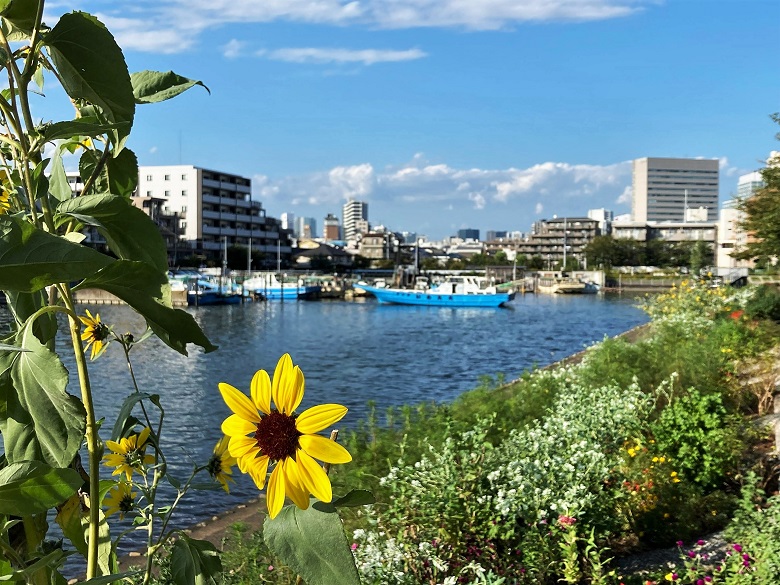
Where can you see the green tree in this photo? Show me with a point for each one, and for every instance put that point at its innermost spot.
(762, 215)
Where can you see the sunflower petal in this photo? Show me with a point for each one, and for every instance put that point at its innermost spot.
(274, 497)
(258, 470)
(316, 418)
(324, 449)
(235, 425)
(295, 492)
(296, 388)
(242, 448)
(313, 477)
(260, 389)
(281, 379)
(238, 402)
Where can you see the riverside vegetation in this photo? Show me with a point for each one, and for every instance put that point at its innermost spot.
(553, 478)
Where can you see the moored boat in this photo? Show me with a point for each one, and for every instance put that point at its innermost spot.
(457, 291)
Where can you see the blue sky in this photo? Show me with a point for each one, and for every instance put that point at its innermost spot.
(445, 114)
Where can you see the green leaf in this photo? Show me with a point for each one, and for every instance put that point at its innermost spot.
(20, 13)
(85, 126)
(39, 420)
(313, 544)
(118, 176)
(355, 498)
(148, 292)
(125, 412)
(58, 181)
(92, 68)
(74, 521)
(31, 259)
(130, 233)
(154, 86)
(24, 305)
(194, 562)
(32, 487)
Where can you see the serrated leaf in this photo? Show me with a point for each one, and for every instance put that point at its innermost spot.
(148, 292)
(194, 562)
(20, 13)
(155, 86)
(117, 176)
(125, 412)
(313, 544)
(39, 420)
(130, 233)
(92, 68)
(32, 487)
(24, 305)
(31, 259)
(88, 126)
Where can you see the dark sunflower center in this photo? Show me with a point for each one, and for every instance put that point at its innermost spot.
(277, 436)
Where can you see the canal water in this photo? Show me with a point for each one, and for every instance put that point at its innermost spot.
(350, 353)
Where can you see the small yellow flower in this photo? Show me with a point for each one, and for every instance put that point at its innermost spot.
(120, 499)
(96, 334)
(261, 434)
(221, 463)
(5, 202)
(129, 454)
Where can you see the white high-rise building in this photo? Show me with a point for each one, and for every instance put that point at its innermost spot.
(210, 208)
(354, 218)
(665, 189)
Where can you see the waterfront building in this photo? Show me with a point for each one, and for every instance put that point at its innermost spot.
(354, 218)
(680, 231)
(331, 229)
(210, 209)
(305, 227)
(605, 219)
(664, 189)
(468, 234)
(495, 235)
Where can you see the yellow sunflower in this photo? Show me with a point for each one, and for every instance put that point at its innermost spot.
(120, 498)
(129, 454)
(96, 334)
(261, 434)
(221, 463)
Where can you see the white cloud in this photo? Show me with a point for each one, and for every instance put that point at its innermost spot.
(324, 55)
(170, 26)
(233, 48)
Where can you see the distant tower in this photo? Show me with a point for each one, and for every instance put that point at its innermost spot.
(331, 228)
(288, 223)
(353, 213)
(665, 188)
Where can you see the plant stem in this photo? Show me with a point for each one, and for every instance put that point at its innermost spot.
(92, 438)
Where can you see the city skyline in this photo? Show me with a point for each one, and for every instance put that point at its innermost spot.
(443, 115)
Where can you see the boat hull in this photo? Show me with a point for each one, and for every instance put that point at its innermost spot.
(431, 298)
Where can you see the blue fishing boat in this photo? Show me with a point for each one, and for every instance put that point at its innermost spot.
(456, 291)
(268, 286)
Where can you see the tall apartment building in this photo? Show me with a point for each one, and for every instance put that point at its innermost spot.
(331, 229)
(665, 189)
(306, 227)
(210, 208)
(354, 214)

--

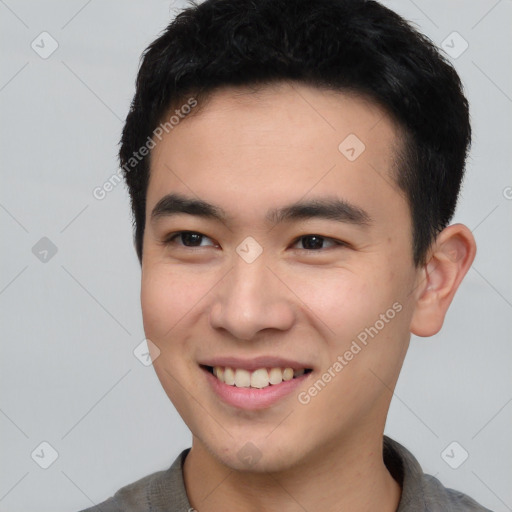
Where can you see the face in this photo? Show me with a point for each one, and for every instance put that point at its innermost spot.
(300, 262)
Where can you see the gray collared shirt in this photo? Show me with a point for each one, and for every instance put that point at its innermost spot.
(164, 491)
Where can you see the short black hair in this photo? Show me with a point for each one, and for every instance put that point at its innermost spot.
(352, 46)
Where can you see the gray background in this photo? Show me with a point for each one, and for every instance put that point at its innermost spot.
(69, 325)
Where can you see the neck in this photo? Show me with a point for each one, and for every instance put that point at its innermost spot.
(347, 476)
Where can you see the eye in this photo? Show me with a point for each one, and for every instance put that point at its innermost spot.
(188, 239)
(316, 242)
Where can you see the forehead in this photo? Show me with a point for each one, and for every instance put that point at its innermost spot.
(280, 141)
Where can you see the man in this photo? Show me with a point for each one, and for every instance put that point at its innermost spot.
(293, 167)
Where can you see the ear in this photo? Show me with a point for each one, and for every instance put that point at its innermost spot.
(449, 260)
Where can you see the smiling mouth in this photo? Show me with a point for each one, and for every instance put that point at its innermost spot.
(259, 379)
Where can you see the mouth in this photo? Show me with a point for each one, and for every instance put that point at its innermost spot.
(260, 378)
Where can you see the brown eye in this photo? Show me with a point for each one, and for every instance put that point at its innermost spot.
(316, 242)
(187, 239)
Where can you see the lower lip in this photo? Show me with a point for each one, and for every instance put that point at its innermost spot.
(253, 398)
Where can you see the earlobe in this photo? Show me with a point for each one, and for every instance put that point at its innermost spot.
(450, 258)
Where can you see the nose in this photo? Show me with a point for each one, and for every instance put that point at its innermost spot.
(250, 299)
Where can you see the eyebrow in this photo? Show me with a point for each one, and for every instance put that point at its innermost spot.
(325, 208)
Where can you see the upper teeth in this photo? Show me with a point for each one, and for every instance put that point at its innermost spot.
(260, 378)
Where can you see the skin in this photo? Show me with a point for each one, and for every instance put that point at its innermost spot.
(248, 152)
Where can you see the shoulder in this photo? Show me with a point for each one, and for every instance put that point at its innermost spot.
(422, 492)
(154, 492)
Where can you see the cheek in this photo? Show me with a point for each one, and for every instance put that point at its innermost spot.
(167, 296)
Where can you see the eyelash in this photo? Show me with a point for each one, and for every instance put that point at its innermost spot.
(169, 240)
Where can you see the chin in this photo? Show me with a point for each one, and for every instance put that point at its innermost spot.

What the exercise asks
Using the data above, print exactly the lines from the line that contains "Where can you see the shoulder" through the line that contains "Where can you see the chin", with both included.

Answer section
Where can you see the shoulder in this photo? Show me with a point for each one, and for every instance put that point at its innermost spot.
(422, 492)
(154, 492)
Where can you see the cheek in this photo? Show me with a point for each one, and for every instance put that point at its innermost spot.
(167, 296)
Where can you see the eyelash in this photo? Show me with a point for each one, and for every instance put that point at its innermost spot.
(169, 240)
Where can you see the chin in this photo? Show me with a point for each one, and for every instance put that point at its innermost spot.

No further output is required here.